TASK OBJECTIVE:
Recast the listing below as a Markdown table with two columns: Item, giving each line's sequential number, and Text, holding that line. Leave out blank lines.

::::

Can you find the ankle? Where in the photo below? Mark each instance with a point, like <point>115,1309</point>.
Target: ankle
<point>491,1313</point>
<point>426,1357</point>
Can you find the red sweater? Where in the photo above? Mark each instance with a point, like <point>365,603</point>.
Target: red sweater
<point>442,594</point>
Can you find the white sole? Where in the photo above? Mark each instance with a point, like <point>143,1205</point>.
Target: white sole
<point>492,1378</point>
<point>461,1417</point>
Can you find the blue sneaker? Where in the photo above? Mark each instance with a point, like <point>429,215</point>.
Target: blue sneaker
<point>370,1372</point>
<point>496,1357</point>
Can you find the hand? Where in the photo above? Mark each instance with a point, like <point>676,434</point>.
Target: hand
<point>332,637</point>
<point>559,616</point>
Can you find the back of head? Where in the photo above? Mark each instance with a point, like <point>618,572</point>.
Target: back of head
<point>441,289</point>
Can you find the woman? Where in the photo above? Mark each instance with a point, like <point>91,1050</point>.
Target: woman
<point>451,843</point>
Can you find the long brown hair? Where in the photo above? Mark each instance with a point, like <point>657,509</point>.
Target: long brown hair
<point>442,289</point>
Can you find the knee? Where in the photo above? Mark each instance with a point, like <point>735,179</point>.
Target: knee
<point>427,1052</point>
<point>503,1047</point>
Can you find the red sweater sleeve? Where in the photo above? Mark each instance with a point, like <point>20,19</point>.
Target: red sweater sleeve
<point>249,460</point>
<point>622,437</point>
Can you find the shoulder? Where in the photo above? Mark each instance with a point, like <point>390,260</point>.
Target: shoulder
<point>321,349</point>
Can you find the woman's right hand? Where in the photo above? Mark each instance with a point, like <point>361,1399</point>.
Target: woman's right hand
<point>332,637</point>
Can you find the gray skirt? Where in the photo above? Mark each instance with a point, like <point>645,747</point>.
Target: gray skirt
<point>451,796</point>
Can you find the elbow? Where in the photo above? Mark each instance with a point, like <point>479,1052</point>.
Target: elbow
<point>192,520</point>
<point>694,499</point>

::::

THE COMPLETED TASK:
| Item | Text |
|---|---|
| 1 | Can you find the ankle? Where in the photo below? Mark each instance with a point, like <point>115,1309</point>. |
| 2 | Target: ankle |
| 3 | <point>491,1313</point> |
| 4 | <point>426,1357</point> |
| 5 | Can you find the red sweater? Where in the photo above? Mark each instance with a point, like <point>365,603</point>. |
| 6 | Target: red sweater |
| 7 | <point>442,594</point> |
| 8 | Can you find the white sole? Where in the photo above? Mark each instance with a point, like <point>143,1205</point>. |
| 9 | Target: white sole |
| 10 | <point>492,1378</point> |
| 11 | <point>461,1417</point> |
| 12 | Can you find the blue sneaker? Where in the photo above? Mark each instance with a point, like <point>429,215</point>. |
| 13 | Target: blue sneaker |
| 14 | <point>370,1372</point> |
| 15 | <point>496,1357</point> |
| 16 | Can you find the hand? Where in the photo above? Mark each instance with a point, like <point>676,434</point>. |
| 17 | Target: hand |
| 18 | <point>332,637</point> |
| 19 | <point>559,616</point> |
| 20 | Can you find the back of head? Where in the photo above? Mark each instance with a point, like <point>618,572</point>. |
| 21 | Target: back of head |
| 22 | <point>441,289</point> |
| 23 | Can you find the woman? Where in the photo above? Mark each instance with a point, like <point>91,1050</point>. |
| 24 | Target: woman |
| 25 | <point>451,843</point> |
| 26 | Can you find the long brown hair? Where in the photo above? Mark each instance with a point, like <point>657,509</point>. |
| 27 | Target: long brown hair |
| 28 | <point>442,289</point> |
| 29 | Can you find the knee? Where in the photo above? Mark each instance with a point, like <point>735,179</point>. |
| 30 | Target: knee |
| 31 | <point>427,1052</point> |
| 32 | <point>503,1047</point> |
| 33 | Can you find the red sweater sleeve? Where in the photo above? Mark each instance with a point, like <point>20,19</point>. |
| 34 | Target: red sweater sleeve |
| 35 | <point>249,460</point> |
| 36 | <point>622,437</point> |
| 37 | Can you find the shoulder? Where in the photo above? Mark each instance with a point, like <point>390,260</point>. |
| 38 | Target: shoulder |
| 39 | <point>321,349</point> |
| 40 | Can you find the woman's right hand? Where in the photo above? Mark each instance with a point, like <point>361,1399</point>. |
| 41 | Target: woman's right hand |
| 42 | <point>332,637</point> |
| 43 | Can you find the gray skirt? Where in the photo above? Mark each instance with a point, like <point>645,747</point>. |
| 44 | Target: gray skirt |
| 45 | <point>451,796</point> |
| 46 | Can you find the elbow? Where in the photo above? Mark each instance with a point, like <point>479,1052</point>. |
| 47 | Target: elbow |
| 48 | <point>192,520</point> |
| 49 | <point>694,499</point> |